Extract every line of each entry below verbatim, preserving spacing, punctuation, and order.
++++
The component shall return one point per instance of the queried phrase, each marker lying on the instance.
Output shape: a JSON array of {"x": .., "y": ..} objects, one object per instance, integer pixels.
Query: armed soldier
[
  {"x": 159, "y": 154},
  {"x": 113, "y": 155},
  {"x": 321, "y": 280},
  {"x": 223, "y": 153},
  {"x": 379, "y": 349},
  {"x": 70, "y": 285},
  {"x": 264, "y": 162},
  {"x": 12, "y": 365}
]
++++
- COMPLETED TASK -
The component shall return one point per instance of the queried phrase, each marker lying on the instance.
Output shape: a JSON array of {"x": .., "y": ..} objects, one object per instance, integer pixels.
Query: armed soldier
[
  {"x": 159, "y": 154},
  {"x": 113, "y": 155},
  {"x": 321, "y": 280},
  {"x": 223, "y": 153},
  {"x": 379, "y": 349},
  {"x": 70, "y": 285},
  {"x": 264, "y": 162},
  {"x": 12, "y": 365}
]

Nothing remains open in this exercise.